### What you will do
Copy every line of the data below verbatim, leaving the pictures out of your output.

### Material shown
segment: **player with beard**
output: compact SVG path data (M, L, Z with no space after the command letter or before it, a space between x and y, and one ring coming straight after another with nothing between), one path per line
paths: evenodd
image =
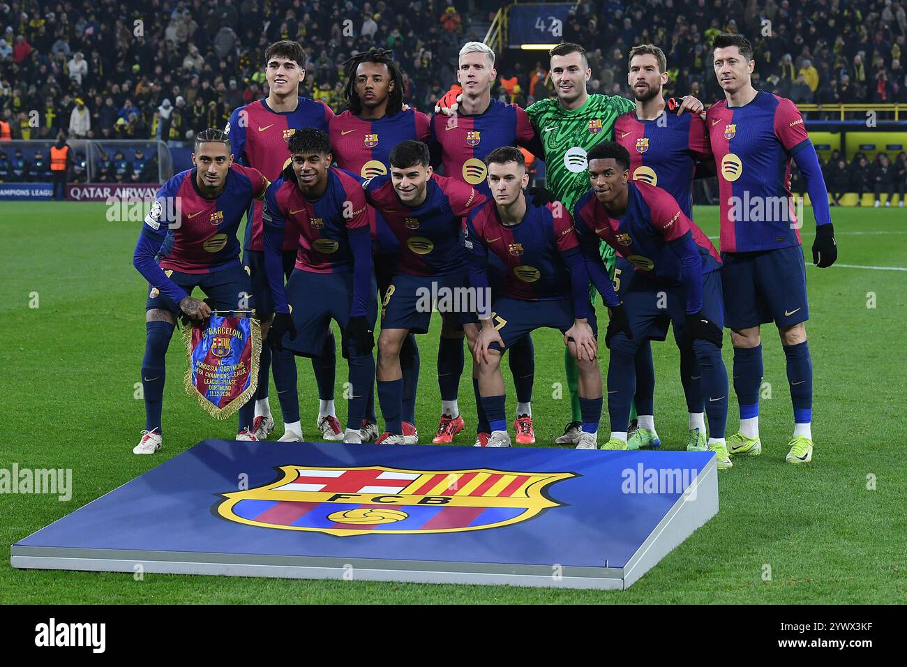
M297 42L275 42L265 51L265 64L268 97L236 109L230 115L228 132L237 161L258 169L269 181L275 181L280 177L289 160L287 145L293 132L305 127L327 132L334 112L322 102L299 96L299 83L306 78L306 52ZM258 299L262 337L267 338L274 314L274 302L265 270L261 209L260 201L249 207L243 248L244 263ZM297 236L292 225L288 225L285 231L283 261L284 273L288 279L296 262ZM318 431L325 440L339 441L343 439L343 430L334 410L336 354L334 334L328 332L324 350L312 358L312 368L318 386ZM264 440L274 429L268 401L270 361L270 346L263 345L255 402L255 433L259 440ZM295 374L295 366L293 369L287 368L285 371L287 377ZM288 405L286 408L281 406L280 411L284 417L284 436L295 436L296 439L301 440L301 425L288 421L288 416L298 412L298 406Z
M346 61L346 111L335 116L330 123L331 148L337 166L364 180L387 173L391 149L398 143L408 139L428 141L428 116L414 109L404 109L403 75L393 58L391 51L373 49ZM399 248L384 218L371 207L368 216L378 292L383 298L396 269ZM407 445L415 445L419 438L415 428L419 348L413 334L406 337L400 349L400 367L404 385L403 435ZM374 442L378 436L374 386L368 396L361 429L363 442Z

### Output of the exercise
segment: **player with beard**
output: compact SVG path data (M, L, Z with no space after the command letter or before it, a space between x and y, and one ring coming straight after another with nothing between), one path per line
paths: evenodd
image =
M297 42L275 42L265 51L265 64L268 97L236 109L230 115L228 132L237 161L258 169L269 181L275 181L280 177L289 160L287 145L293 132L305 127L327 132L334 112L322 102L299 96L299 83L306 78L306 52ZM258 299L262 337L267 338L274 314L274 302L265 270L261 209L260 201L249 207L243 248L244 263ZM297 236L292 225L288 225L285 231L283 261L284 273L288 279L296 262ZM318 431L325 440L339 441L343 439L343 430L334 410L336 354L334 334L328 332L324 350L312 358L312 368L318 386ZM264 440L274 429L268 401L270 361L270 346L263 345L255 402L255 433L259 440ZM295 374L295 366L293 369L287 368L285 371L287 377ZM288 405L286 408L281 406L280 411L284 417L284 436L295 436L296 439L301 440L301 425L288 421L288 416L298 412L298 406Z
M346 61L346 111L335 116L330 123L331 148L337 166L364 180L387 173L391 149L398 143L408 139L428 141L428 116L414 109L404 109L403 75L393 58L391 51L373 49ZM399 248L384 218L371 207L368 216L378 292L383 298L396 269ZM407 445L415 445L419 438L415 428L419 348L413 334L406 337L400 349L400 367L404 385L403 435ZM374 442L378 436L374 386L368 396L361 429L363 442Z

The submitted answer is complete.